What to do:
Could you give the data below again, exactly and completely?

[Records from a point labeling set]

-- start --

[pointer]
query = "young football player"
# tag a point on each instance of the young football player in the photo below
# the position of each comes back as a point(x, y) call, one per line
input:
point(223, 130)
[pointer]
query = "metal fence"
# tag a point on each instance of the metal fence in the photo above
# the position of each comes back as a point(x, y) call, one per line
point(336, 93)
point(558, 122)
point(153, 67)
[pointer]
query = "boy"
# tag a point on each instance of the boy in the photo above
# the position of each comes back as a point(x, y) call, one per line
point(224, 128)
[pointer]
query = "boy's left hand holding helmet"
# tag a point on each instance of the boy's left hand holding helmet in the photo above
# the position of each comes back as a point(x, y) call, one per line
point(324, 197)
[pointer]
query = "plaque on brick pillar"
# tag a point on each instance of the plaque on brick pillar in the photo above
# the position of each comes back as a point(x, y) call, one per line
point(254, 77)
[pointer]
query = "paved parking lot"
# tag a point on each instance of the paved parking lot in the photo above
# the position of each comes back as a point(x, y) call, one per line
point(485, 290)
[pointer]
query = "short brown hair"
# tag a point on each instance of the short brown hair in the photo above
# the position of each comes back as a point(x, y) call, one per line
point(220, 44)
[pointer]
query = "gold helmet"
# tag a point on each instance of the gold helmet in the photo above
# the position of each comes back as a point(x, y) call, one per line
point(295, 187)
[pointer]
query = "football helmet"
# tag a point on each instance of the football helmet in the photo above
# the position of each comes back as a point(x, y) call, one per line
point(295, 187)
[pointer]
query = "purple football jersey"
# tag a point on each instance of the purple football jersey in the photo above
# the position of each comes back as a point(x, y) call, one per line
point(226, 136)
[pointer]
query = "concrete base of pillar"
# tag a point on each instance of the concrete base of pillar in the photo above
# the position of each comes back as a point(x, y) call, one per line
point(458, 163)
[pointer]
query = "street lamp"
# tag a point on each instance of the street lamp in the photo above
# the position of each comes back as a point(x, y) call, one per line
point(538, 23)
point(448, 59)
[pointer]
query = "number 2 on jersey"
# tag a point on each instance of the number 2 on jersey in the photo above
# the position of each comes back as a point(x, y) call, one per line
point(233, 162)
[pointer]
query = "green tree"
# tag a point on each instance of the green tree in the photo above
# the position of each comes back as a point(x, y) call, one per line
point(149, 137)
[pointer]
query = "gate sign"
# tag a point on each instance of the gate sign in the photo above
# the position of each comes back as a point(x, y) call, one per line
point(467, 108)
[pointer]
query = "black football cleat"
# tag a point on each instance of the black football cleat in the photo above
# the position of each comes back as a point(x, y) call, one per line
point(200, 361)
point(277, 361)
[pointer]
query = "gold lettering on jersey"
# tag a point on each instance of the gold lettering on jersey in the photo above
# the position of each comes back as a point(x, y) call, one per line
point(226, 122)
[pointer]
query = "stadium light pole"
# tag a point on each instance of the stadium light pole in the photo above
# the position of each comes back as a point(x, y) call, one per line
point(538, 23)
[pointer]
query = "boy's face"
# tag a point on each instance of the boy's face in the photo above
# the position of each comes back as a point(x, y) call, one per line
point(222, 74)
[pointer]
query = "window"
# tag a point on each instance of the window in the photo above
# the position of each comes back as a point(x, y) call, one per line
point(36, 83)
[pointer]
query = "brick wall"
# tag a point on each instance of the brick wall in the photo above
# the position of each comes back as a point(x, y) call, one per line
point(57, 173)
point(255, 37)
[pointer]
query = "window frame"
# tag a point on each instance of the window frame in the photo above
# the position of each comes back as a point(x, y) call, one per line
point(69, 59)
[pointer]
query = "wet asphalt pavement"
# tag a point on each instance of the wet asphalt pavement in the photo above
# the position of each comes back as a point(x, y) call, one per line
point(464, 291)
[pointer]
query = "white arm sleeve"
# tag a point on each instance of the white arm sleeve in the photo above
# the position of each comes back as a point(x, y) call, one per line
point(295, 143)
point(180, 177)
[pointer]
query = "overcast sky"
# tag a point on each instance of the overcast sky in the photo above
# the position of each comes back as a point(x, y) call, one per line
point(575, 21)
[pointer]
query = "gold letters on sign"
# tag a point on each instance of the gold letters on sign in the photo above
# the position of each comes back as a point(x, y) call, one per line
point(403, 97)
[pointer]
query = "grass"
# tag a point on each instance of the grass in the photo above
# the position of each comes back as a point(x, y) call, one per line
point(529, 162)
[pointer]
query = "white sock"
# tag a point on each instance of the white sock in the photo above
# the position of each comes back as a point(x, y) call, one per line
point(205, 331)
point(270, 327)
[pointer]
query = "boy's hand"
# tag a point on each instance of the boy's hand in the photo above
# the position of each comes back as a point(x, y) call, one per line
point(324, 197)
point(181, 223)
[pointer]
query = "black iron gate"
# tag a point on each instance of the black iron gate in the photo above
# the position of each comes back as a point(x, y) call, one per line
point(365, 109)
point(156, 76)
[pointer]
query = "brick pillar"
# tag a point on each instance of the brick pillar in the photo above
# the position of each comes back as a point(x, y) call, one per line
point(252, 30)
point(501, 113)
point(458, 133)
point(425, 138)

-- end --

The solution:
[pointer]
query = "young football player"
# tag a point on each instance of the young football player in the photo below
# the position of each comes back as a point(x, y) call, one per line
input:
point(223, 130)
[pointer]
query = "metal fence"
# tag a point on each instance of the metal fence in the photo above
# the position of each comes back as a point(x, y) call, one per line
point(336, 93)
point(558, 122)
point(153, 67)
[pointer]
query = "boy"
# tag a point on each instance of the boy in the photo above
# the position of each comes back as a point(x, y) call, one per line
point(224, 128)
[pointer]
query = "boy's left hand holding helmet"
# tag a point on each instance of the boy's left hand holding helmet in the photo above
# the position of each comes back as a point(x, y) call, one per line
point(324, 197)
[pointer]
query = "plaque on brick pillar"
# tag a point on each instance of the plaque on brick pillar in the photo above
# the position of each comes back as a point(x, y) call, one per line
point(254, 77)
[pointer]
query = "paved parking lot"
# tag a point on each instance of the paved parking lot in the photo above
# the position of each comes back as a point(x, y) call, one per line
point(485, 290)
[pointer]
query = "short brown hair"
# tag a point on each instance of the short brown hair in the photo above
# the position of each comes back as a point(x, y) call, one per line
point(220, 44)
[pointer]
query = "gold helmet"
# tag a point on each instance of the gold helmet in the photo above
# the position of each comes back as a point(x, y) call, one per line
point(295, 187)
[pointer]
query = "football helmet"
# tag a point on each instance of the football helmet in the photo above
# the position of each comes back as a point(x, y) call, one per line
point(295, 187)
[pointer]
query = "purple football jersey"
# tag a point on each instance of the purple football jersey in the photo above
# the position of each comes back as a point(x, y) call, one per line
point(226, 136)
[pointer]
query = "concrete base of pillar"
# tag a point on each instance of the concrete base of pillar in the photo above
# the position of each comes back as a point(x, y) call, one per line
point(458, 163)
[pointer]
query = "street lamp"
# tag a point on each instance of the street lamp in the photo above
# the position of each comes back as a point(x, y) call, one per line
point(538, 23)
point(448, 59)
[pointer]
query = "number 2 on jersey"
# tag a point on each instance of the number 2 on jersey in the photo above
# the position of each comes back as a point(x, y) call, one per line
point(233, 162)
[pointer]
query = "green tree"
# tag a point on each instance of the green tree in the photo above
# the position of each comes back as a point(x, y) call, one per line
point(149, 137)
[pointer]
query = "gate sign"
# tag a point on each instance of the gate sign in the photo above
# the position of each comes back as a point(x, y) call, one per line
point(467, 108)
[pointer]
query = "black football cleat"
# tag a point on each instance of the black football cleat in the photo above
# the position of each comes back as a point(x, y) call, one per line
point(200, 361)
point(277, 361)
[pointer]
query = "gold lettering on jersey"
# tag a point on each instance of the gold lettering on jersey in the photo above
# the position of each comes back as a point(x, y) call, one per line
point(226, 122)
[pointer]
query = "stadium light pole"
# tag a point on each instance of the stadium light pole in the photo above
# the position of each comes back as a point(x, y) call, one per line
point(538, 23)
[pointer]
query = "boy's face"
# tag a point on each instance of the boy's face in the photo above
# the position of each comes back as a point(x, y) call, one per line
point(222, 74)
[pointer]
query = "window"
# tag a point on each instance of the window in the photo above
# the position of each comes back as a point(x, y) call, one per line
point(36, 83)
[pointer]
query = "brick wall"
# tag a point on each instance of the brick wall in the photo above
# the position of each comes back as a point(x, y) call, one per line
point(57, 173)
point(255, 37)
[pointer]
query = "window frame"
# tag a point on each instance of the window frame in the photo above
# the position of each comes back as a point(x, y) call, one per line
point(69, 59)
[pointer]
query = "wet asphalt pavement"
# tag a point on each instance of the wet asphalt pavement in the photo above
# the position of each comes back as a point(x, y) call, one per line
point(464, 291)
[pointer]
query = "white arm sleeve"
# tag a point on each instance of the white arm sleeve in the photo above
# the position of each comes back as a point(x, y) call, one per line
point(295, 143)
point(180, 177)
[pointer]
query = "overcast sky"
# tag a point on each instance of the overcast sky in the photo above
# the position of each comes back as a point(x, y) call, one per line
point(575, 21)
[pointer]
query = "gold letters on sign"
# tag a point on each instance of the gold letters on sign in the photo above
# the position of each comes back as a point(x, y) call, one per line
point(403, 97)
[pointer]
query = "grass"
# tag a point on each instance of the grass in the photo above
# the position of each comes back as a point(x, y) call, one per line
point(529, 162)
[pointer]
query = "white sock"
# tag a point on each instance of the white sock in the photo above
# the position of each comes back as a point(x, y) call, one per line
point(205, 331)
point(270, 327)
[pointer]
query = "boy's hand"
# tag a point on each instance of the boy's hand in the photo above
# the position of each comes back as a point(x, y) call, one per line
point(324, 197)
point(181, 223)
[pointer]
query = "black iron gate"
# tag a point on each instance of the black iron gate in the photo above
# the position of each comes back as a point(x, y) call, one per line
point(365, 109)
point(156, 76)
[pointer]
query = "brick pillar"
# tag a point on each instance of the brick pillar in the photo above
# the position of each comes back as a point(x, y) call, one per line
point(252, 30)
point(501, 113)
point(458, 133)
point(425, 138)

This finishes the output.